**Texto propuesto:**
= = = =
Eso hacía yo el 29 de julio. Repasé todos esos momentos cuando al llegar a Madrid, el cuatro de agosto, tropecé en Ecclesia con un titular inesperado: «Ha fallecido José Antonio Carro Celada». Bajo el titular, una foto de José Antonio con mi libro Las 100 claves de Juan Pablo II , que habíamos presentado en la Asociación de la Prensa antes de su muerte. Mi primera sensación fue de incredulidad ante una noticia tan brutal. Hoy la muerte de José Antonio me resulta aún inexplicable.

Nos conocimos en marzo de 1979. Él era un veterano periodista que acababa de ser nombrado redactor jefe de Ecclesia . Yo era el más joven y el más inexperto de la redacción. Ambos leoneses: él de Astorga, yo de San Pedro de Trones. Formamos un buen equipo.

Mi mesa estaba junto a la de José Antonio. Descubrimos que compartíamos unas cuantas cosas, además de nuestra patria leonesa, por ejemplo amigos comunes o el nombre de su padre y el mío, Eloy. Fue para mí un maestro en el periodismo y en la vida.

La afición a la música. Él tenía una magnífica colección de vinilos cuando yo empezaba a comprar los primeros LP. Me llevaba mucha delantera: yo estaba en Bach cuando él ya escuchaba a Penderecki. Me recomendaba discos. Me hablaba entusiasmado de las vanguardias -Schoenberg, Messiaen, Ligeti- y yo ponía mucho empeño, pero no lograba pasar de Stravinski. Siempre que nos veíamos hablábamos de ello: su entusiasmo por la música contemporánea y mi incapacidad para comprender las nuevas tendencias. (Mientras escribo estas líneas, escucho el Cuarteto para el fin de los tiempos, una meditación sobre la eternidad inspirada en el Apocalipsis de San Juan. Ya ves, José Antonio: soy obstinado).
= = = =
**Listado:**
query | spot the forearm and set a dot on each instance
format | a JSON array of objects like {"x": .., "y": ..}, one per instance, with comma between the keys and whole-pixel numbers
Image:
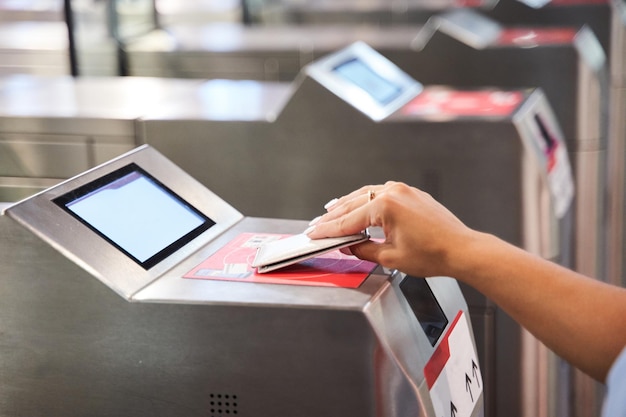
[{"x": 581, "y": 319}]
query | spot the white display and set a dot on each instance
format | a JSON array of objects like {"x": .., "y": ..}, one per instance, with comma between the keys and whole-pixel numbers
[{"x": 136, "y": 213}]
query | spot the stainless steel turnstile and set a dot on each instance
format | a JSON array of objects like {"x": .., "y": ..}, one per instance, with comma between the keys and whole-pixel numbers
[
  {"x": 236, "y": 51},
  {"x": 278, "y": 150},
  {"x": 52, "y": 128},
  {"x": 115, "y": 338}
]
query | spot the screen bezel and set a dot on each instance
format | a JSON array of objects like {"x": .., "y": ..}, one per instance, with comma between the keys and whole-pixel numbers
[
  {"x": 339, "y": 70},
  {"x": 425, "y": 307},
  {"x": 64, "y": 200}
]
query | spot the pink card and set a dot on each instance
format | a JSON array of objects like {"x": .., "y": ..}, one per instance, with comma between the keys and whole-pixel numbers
[{"x": 232, "y": 263}]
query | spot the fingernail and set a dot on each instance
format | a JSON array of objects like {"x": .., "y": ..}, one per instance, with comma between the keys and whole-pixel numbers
[
  {"x": 315, "y": 220},
  {"x": 331, "y": 203}
]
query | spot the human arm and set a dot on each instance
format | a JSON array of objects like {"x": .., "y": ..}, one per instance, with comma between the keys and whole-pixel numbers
[{"x": 581, "y": 319}]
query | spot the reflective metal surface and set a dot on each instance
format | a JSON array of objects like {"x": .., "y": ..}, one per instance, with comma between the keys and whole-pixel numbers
[{"x": 190, "y": 346}]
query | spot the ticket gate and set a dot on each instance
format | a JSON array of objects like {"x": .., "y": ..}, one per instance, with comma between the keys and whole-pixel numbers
[
  {"x": 128, "y": 328},
  {"x": 354, "y": 118},
  {"x": 592, "y": 13},
  {"x": 568, "y": 64},
  {"x": 34, "y": 48}
]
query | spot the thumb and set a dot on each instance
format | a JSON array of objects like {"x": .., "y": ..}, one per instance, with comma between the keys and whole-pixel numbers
[{"x": 368, "y": 251}]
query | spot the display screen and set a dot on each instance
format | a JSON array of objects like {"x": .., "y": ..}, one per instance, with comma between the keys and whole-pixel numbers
[
  {"x": 136, "y": 213},
  {"x": 360, "y": 74},
  {"x": 425, "y": 307}
]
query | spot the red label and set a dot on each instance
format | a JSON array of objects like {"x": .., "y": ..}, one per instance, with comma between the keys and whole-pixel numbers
[{"x": 440, "y": 357}]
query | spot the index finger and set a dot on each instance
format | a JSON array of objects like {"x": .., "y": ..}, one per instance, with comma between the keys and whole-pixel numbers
[{"x": 350, "y": 223}]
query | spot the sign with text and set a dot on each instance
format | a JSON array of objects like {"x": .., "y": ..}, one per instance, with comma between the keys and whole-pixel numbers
[{"x": 453, "y": 374}]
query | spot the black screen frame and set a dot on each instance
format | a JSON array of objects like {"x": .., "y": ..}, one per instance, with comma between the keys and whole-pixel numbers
[
  {"x": 425, "y": 307},
  {"x": 64, "y": 200}
]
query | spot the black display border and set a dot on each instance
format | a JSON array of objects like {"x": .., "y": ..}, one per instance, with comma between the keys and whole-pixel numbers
[{"x": 80, "y": 192}]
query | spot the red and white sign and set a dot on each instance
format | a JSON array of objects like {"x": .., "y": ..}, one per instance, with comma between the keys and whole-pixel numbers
[
  {"x": 537, "y": 36},
  {"x": 453, "y": 374}
]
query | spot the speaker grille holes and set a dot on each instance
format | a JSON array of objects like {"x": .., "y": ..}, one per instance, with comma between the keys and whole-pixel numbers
[{"x": 223, "y": 405}]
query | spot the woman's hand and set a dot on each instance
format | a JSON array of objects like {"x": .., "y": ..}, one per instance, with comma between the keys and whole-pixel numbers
[{"x": 421, "y": 235}]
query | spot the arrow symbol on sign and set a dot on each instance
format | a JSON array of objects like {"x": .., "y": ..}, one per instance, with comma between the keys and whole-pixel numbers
[
  {"x": 475, "y": 372},
  {"x": 468, "y": 386}
]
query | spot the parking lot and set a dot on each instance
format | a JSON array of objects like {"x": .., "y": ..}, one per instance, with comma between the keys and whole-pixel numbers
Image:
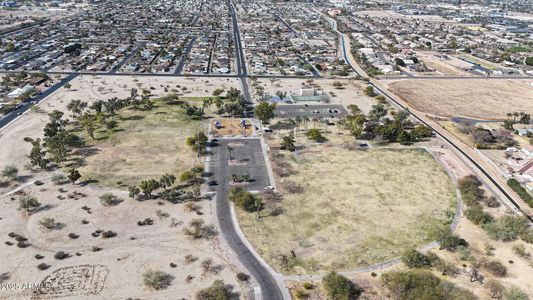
[
  {"x": 242, "y": 157},
  {"x": 311, "y": 111}
]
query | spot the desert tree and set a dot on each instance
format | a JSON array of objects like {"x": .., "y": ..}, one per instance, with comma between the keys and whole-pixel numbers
[{"x": 10, "y": 172}]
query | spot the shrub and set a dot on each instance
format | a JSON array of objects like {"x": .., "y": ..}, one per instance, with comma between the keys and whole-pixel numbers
[
  {"x": 492, "y": 202},
  {"x": 197, "y": 230},
  {"x": 217, "y": 291},
  {"x": 308, "y": 286},
  {"x": 477, "y": 216},
  {"x": 109, "y": 199},
  {"x": 495, "y": 288},
  {"x": 514, "y": 293},
  {"x": 414, "y": 259},
  {"x": 520, "y": 250},
  {"x": 187, "y": 175},
  {"x": 157, "y": 280},
  {"x": 496, "y": 268},
  {"x": 28, "y": 203},
  {"x": 470, "y": 190},
  {"x": 301, "y": 294},
  {"x": 10, "y": 172},
  {"x": 48, "y": 223},
  {"x": 58, "y": 179},
  {"x": 339, "y": 287},
  {"x": 521, "y": 191},
  {"x": 108, "y": 234},
  {"x": 448, "y": 240},
  {"x": 73, "y": 236}
]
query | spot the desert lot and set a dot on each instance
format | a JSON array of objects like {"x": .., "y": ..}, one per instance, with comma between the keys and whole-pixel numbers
[
  {"x": 113, "y": 267},
  {"x": 342, "y": 218},
  {"x": 473, "y": 98}
]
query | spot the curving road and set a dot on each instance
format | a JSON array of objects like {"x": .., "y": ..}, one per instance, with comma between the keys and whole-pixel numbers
[{"x": 483, "y": 166}]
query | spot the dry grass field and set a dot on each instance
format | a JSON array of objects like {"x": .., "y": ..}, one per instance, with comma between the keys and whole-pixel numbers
[
  {"x": 355, "y": 208},
  {"x": 146, "y": 144},
  {"x": 481, "y": 99}
]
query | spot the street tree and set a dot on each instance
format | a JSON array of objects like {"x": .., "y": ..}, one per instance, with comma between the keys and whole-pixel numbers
[
  {"x": 73, "y": 175},
  {"x": 149, "y": 186}
]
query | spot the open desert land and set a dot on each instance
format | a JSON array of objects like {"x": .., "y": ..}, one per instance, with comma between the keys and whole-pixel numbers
[
  {"x": 93, "y": 88},
  {"x": 90, "y": 88},
  {"x": 116, "y": 270},
  {"x": 351, "y": 92},
  {"x": 473, "y": 98},
  {"x": 107, "y": 268},
  {"x": 338, "y": 218}
]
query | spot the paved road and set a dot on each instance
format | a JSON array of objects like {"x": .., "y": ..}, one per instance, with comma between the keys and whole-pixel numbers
[
  {"x": 221, "y": 170},
  {"x": 26, "y": 105},
  {"x": 183, "y": 57}
]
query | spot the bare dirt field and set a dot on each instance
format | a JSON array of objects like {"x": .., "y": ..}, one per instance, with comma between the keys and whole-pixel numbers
[
  {"x": 122, "y": 259},
  {"x": 341, "y": 218},
  {"x": 481, "y": 99},
  {"x": 350, "y": 93},
  {"x": 118, "y": 267}
]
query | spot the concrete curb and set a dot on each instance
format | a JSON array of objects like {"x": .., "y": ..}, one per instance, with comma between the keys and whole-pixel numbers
[{"x": 280, "y": 279}]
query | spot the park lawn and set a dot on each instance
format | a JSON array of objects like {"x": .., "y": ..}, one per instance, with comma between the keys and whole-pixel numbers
[
  {"x": 146, "y": 144},
  {"x": 358, "y": 208}
]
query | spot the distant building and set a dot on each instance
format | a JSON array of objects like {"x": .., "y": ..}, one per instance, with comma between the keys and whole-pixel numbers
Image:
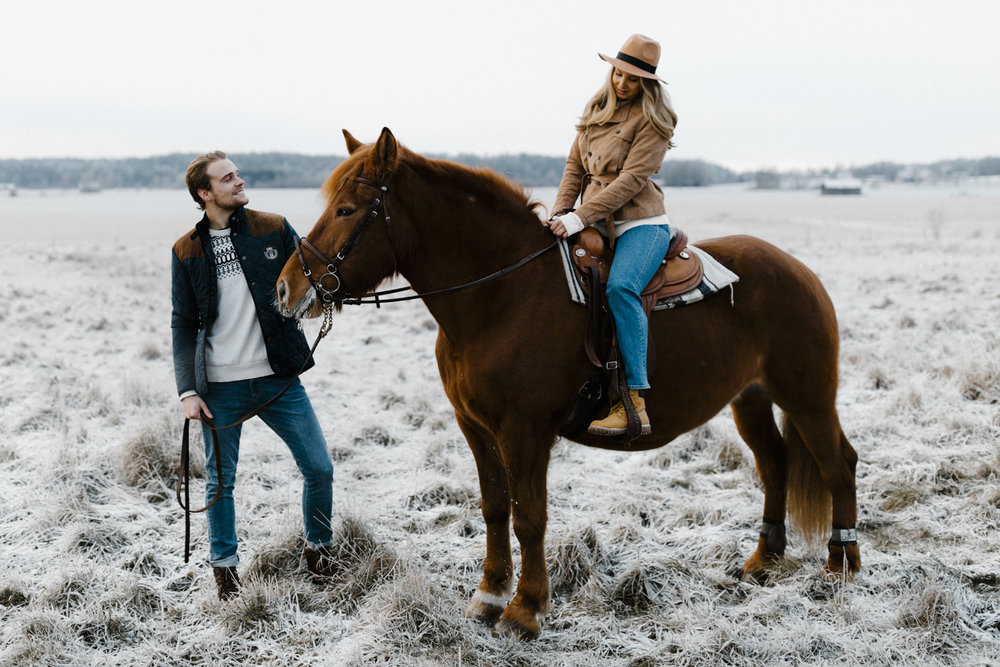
[{"x": 841, "y": 186}]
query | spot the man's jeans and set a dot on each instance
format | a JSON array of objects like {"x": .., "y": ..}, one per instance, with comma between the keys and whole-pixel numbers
[
  {"x": 638, "y": 254},
  {"x": 293, "y": 419}
]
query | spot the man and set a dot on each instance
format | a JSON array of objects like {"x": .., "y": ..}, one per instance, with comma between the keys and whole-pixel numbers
[{"x": 233, "y": 352}]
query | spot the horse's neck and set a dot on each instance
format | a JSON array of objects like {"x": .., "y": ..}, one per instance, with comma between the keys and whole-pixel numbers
[{"x": 459, "y": 245}]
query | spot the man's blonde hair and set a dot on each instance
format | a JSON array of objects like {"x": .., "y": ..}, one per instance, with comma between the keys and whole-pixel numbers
[{"x": 197, "y": 175}]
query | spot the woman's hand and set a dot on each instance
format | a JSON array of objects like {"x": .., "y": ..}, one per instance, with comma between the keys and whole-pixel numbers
[
  {"x": 556, "y": 226},
  {"x": 564, "y": 225}
]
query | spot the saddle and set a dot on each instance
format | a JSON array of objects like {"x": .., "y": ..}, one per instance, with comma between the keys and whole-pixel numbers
[{"x": 680, "y": 272}]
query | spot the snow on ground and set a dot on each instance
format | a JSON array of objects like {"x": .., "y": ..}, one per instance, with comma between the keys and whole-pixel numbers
[{"x": 643, "y": 548}]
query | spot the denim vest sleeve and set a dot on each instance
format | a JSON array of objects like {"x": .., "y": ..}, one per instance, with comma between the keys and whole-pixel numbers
[{"x": 184, "y": 325}]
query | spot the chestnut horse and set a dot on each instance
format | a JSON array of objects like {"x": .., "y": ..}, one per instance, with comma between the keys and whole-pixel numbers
[{"x": 511, "y": 356}]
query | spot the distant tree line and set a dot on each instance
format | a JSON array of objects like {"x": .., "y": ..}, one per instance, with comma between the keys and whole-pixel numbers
[{"x": 293, "y": 170}]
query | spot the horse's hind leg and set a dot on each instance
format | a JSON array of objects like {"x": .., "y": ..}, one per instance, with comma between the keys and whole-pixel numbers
[
  {"x": 491, "y": 596},
  {"x": 754, "y": 416},
  {"x": 819, "y": 433}
]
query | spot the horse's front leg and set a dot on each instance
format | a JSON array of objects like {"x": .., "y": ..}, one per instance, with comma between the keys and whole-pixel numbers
[
  {"x": 491, "y": 597},
  {"x": 527, "y": 458}
]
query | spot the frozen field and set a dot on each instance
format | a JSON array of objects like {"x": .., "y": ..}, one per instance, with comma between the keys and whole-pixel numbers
[{"x": 642, "y": 547}]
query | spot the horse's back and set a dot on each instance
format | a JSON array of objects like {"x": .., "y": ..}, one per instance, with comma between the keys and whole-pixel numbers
[{"x": 789, "y": 312}]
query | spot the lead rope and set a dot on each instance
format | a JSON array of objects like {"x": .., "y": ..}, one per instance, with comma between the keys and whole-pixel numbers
[{"x": 184, "y": 467}]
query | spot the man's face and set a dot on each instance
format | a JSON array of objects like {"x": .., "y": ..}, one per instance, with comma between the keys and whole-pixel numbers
[{"x": 226, "y": 186}]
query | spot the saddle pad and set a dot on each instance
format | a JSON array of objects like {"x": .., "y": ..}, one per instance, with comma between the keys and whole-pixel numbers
[{"x": 716, "y": 277}]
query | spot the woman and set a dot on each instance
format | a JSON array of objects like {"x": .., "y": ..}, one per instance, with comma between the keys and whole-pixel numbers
[{"x": 621, "y": 139}]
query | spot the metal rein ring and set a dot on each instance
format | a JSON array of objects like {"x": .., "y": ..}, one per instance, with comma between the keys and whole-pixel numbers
[{"x": 328, "y": 292}]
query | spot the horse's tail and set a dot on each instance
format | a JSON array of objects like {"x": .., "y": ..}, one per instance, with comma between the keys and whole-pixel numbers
[{"x": 809, "y": 498}]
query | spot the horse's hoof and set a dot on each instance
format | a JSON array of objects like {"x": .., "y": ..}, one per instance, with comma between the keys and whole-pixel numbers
[
  {"x": 519, "y": 625},
  {"x": 844, "y": 562},
  {"x": 758, "y": 567},
  {"x": 485, "y": 607}
]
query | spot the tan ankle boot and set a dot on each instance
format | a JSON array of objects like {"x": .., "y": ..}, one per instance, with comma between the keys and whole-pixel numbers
[
  {"x": 616, "y": 422},
  {"x": 227, "y": 581}
]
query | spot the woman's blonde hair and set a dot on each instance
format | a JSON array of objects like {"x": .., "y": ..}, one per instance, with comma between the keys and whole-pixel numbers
[{"x": 655, "y": 107}]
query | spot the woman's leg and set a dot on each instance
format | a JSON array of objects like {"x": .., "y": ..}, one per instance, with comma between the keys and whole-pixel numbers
[{"x": 638, "y": 254}]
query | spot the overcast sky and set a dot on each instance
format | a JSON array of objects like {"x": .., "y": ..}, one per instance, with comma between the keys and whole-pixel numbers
[{"x": 780, "y": 83}]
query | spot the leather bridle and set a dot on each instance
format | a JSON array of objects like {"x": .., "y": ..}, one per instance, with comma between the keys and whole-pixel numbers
[{"x": 328, "y": 292}]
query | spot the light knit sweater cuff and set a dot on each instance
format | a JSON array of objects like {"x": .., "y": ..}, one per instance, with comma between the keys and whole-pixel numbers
[{"x": 571, "y": 221}]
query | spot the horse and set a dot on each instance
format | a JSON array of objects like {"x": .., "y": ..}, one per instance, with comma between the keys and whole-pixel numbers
[{"x": 511, "y": 356}]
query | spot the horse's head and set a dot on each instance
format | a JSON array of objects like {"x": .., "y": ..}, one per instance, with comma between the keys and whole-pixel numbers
[{"x": 349, "y": 250}]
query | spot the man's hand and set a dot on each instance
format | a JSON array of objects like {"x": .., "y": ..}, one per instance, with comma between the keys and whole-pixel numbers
[{"x": 194, "y": 406}]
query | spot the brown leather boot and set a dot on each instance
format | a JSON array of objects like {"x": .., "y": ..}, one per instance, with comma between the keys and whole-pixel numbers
[
  {"x": 321, "y": 563},
  {"x": 227, "y": 581},
  {"x": 616, "y": 423}
]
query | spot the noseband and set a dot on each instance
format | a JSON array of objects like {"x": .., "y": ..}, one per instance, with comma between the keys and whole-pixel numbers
[
  {"x": 328, "y": 286},
  {"x": 330, "y": 283}
]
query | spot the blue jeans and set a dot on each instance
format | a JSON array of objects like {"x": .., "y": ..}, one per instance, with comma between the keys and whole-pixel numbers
[
  {"x": 638, "y": 254},
  {"x": 293, "y": 419}
]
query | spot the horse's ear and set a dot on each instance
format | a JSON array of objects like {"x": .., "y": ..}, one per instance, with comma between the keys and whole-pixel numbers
[
  {"x": 382, "y": 160},
  {"x": 352, "y": 143}
]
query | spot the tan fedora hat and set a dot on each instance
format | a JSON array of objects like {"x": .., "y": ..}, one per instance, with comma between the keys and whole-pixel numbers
[{"x": 639, "y": 55}]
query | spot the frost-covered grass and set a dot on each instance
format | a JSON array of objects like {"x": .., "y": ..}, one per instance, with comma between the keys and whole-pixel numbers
[{"x": 643, "y": 549}]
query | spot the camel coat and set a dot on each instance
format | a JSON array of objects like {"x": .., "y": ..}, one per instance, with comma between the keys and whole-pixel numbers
[{"x": 609, "y": 169}]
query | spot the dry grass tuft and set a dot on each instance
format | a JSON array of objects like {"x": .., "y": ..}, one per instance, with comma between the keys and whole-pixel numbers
[
  {"x": 277, "y": 559},
  {"x": 149, "y": 459},
  {"x": 410, "y": 617},
  {"x": 572, "y": 559}
]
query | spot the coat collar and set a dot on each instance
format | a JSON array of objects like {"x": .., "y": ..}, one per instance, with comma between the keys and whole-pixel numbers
[
  {"x": 237, "y": 223},
  {"x": 622, "y": 113}
]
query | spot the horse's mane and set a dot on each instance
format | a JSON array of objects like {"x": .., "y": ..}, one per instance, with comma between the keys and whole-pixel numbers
[{"x": 487, "y": 184}]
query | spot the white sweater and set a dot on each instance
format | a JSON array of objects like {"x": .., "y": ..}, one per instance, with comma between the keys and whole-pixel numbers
[{"x": 234, "y": 348}]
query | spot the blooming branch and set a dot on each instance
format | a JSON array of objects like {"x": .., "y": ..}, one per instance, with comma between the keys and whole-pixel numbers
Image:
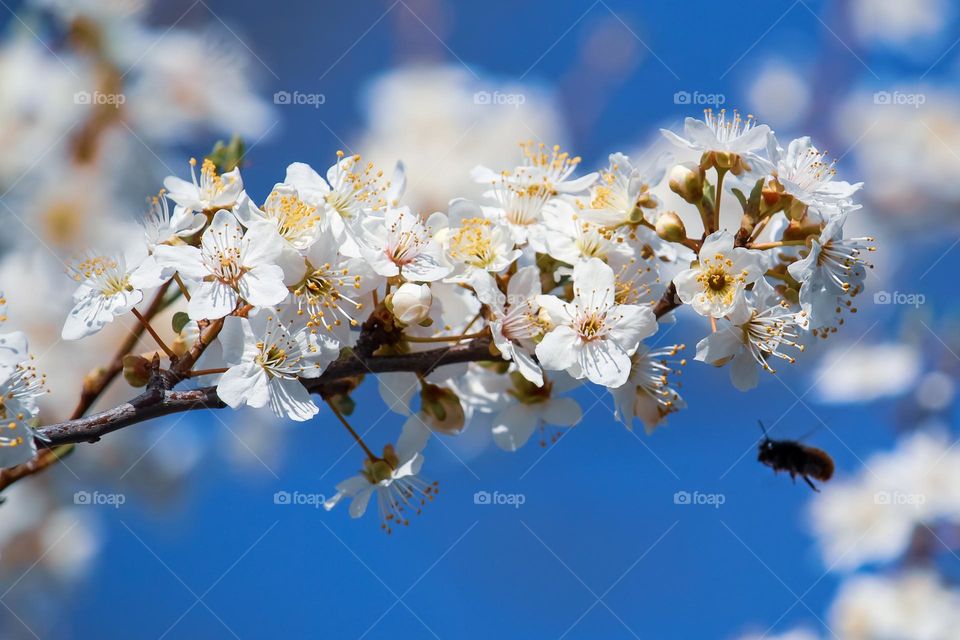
[{"x": 500, "y": 306}]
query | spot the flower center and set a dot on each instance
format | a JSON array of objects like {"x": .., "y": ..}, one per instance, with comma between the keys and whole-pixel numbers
[
  {"x": 104, "y": 274},
  {"x": 472, "y": 243},
  {"x": 591, "y": 326},
  {"x": 292, "y": 215}
]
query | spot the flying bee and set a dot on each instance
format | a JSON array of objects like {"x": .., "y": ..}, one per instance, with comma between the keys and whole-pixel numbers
[{"x": 796, "y": 459}]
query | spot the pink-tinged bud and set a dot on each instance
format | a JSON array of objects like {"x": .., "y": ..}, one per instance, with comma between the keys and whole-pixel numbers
[
  {"x": 410, "y": 303},
  {"x": 686, "y": 180}
]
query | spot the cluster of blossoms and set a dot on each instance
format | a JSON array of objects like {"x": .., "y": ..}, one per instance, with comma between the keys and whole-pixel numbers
[{"x": 563, "y": 276}]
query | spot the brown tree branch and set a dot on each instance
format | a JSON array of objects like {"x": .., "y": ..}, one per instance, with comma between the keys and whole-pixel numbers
[
  {"x": 160, "y": 400},
  {"x": 157, "y": 401}
]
= = = =
**Objetivos:**
(1) Extrae del listado cada línea que contenga la cadena "pink", teniendo en cuenta las mayúsculas y minúsculas.
(2) Prosigue el texto sobre José Antonio Carro Celada a partir de su última oración.

**Resultados:**
(1)
query | spot the pink card and set a dot on each instance
query | spot the pink-tinged bud and set a dot on each instance

(2)
A él le debo mi honda relación con León. Creo que hasta entonces me sentía gallego y leonés a partes iguales. Los de la raya hablamos el chapurreado, mezcla de gallego y castellano, y tenemos el corazón partido entre las dos comunidades. Pues bien, José Antonio me ayudó a esclarecer mi identidad: me recomendaba libros que luego encargaba a la librería Pastor: la Historia de León, de Manuel Risco; el Catálogo Monumental de León, de Gómez Moreno; el tomo XVI de la España Sagrada, dedicado a la diócesis de Astorga, del padre Enrique Flórez. Me hizo descubrir a Luis Mateo Díez, Julio Llamazares, Raúl Guerra Garrido... Por él me enteré de la existencia de Antonio B. El Rojo , la novela de Ramiro Pinilla, de la que conseguí un par de ejemplares en la librería Arriba y Castro de Ponferrada. Uno de ellos se lo presté a Luis del Val, pues tenía y tengo la certidumbre de que la historia de ese personaje de la Cabrera de posguerra debería llevarse al cine. Gracias a él descubrí los imperiales de La Bañeza, los canutillos de crema de Astorga, el cocido maragato, la sopa de trucha y hasta las ancas de rana.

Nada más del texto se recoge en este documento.